Источник

Глава XIII. Обновление Угреши; приезд владыки; Заиконоспасский архимандрит Леонид; мое посвящение во архимандрита; посещение мною Александрова; его подарки; покупка дома для монастыря; мое последнее свидание с Александровым; его кончина и погребение; его завещание

Однажды, будучи у владыки при разговоре, я сказал ему: «Павел Матвеевич желал бы видеть архиерейское служение». Владыка посмотрел с удивлением и спросил меня: «Да разве он не видывал?» – «Он неоднократно бывал на архиерейских служениях, – сказал я, – только не обращал внимания, а теперь ему желательно было бы видеть»... Я этим воспользовался и стал просить владыку посетить обитель и взглянуть на все строения, которых он еще и не видал, и он согласился. Мая 28 (1858 года) он прибыл на Угрешу поутру; слушал в соборе позднюю литургию, после того, откушав чай, спросил обед, и в 2 часа пожелал обозреть весь монастырь. Из верхних келий он осматривал только две, а нижние пожелал обойти все, и видно, что был в недоумении, отчего в здании, выстроенном в 1857 году, нет признаков сырости, и что через год уже можно жить в оных. Ему было неизвестно, что мы сырости избежали, обшив стены предварительно тесом, и штукатурили уже по тесу, а не по кирпичу. Обошедши келии, владыка спросил меня: «А кто у тебя был архитектором?» Я отвечал: «Никого, Ваше Высокопреосвященство». Тогда он сказал: «И ты решился на такое дело?» Причиной, что я решился строить без архитектора было то, что Павел Матвеевич отказался от приглашения архитекторов, так как потерял к ним всякое доверие после того, что выстроенные им церковь и колокольня при его фабрике в Брыне и стоившие ему более 200 тысяч рублей серебром, упали.

Идя по направлению к колокольне и поравнявшись с сосной, на которой икона Спасителя, владыка остановился и, не оборачиваясь назад, сказал мне, показывая на здание которое, у него за спиной: «Воля ваша, а эта фасада тяжела; вот эта (прибавил он, указывая направо, на братский корпус) хороша, а эта (больничный корпус) курьезна» – и сказав это, пошел далее. Посмотрев всю обитель, он возвратился в келии в лучшем расположении духа. Между прочим разговором речь дошла и до столбового пения, которым, как заметно, он был весьма доволен. Я пользовался этим случаем и просил дозволения представить ему регента, Николая Егорова, и головщика, иеромонаха Геронтия, чтобы принять от него благословение. Похвалив пение вообще, он сделал им некоторое замечание насчет ударений при пении: «Господи, помилуй!» – и за всенощной в этот день пели уже согласно указанию владыки, чем он остался весьма доволен .

* [МАТЕРИАЛ УПРАЖНЕНИЯ]:
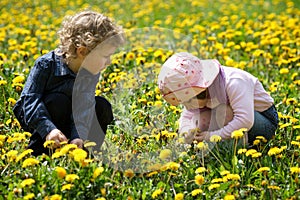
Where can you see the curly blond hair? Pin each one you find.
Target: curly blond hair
(87, 29)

* [ЧТО НУЖНО СДЕЛАТЬ]:
1 > Ответьте на вопросы по отрывку об Угреше:
(a) Когда владыка прибыл на Угрешу?
(b) Чем обшили стены келий перед тем, как их штукатурить?
(c) Кого просили дозволения представить владыке после разговора о столбовом пении?
2 > Повторите, пожалуйста, слово в слово часть отрывка об Угреше, начиная со слов «Идя по направлению» и заканчивая словами «весьма доволен .».
Материал никак не связан с отрывком об Угреше.

* [ОТВЕТЫ ПО ЗАДАНИЯМ]:
1 >
(a) 28 мая 1858 года, поутру.
(b) Тесом.
(c) Регента Николая Егорова и головщика, иеромонаха Геронтия.

2 >
Идя по направлению к колокольне и поравнявшись с сосной, на которой икона Спасителя, владыка остановился и, не оборачиваясь назад, сказал мне, показывая на здание которое, у него за спиной: «Воля ваша, а эта фасада тяжела; вот эта (прибавил он, указывая направо, на братский корпус) хороша, а эта (больничный корпус) курьезна» – и сказав это, пошел далее. Посмотрев всю обитель, он возвратился в келии в лучшем расположении духа. Между прочим разговором речь дошла и до столбового пения, которым, как заметно, он был весьма доволен. Я пользовался этим случаем и просил дозволения представить ему регента, Николая Егорова, и головщика, иеромонаха Геронтия, чтобы принять от него благословение. Похвалив пение вообще, он сделал им некоторое замечание насчет ударений при пении: «Господи, помилуй!» – и за всенощной в этот день пели уже согласно указанию владыки, чем он остался весьма доволен .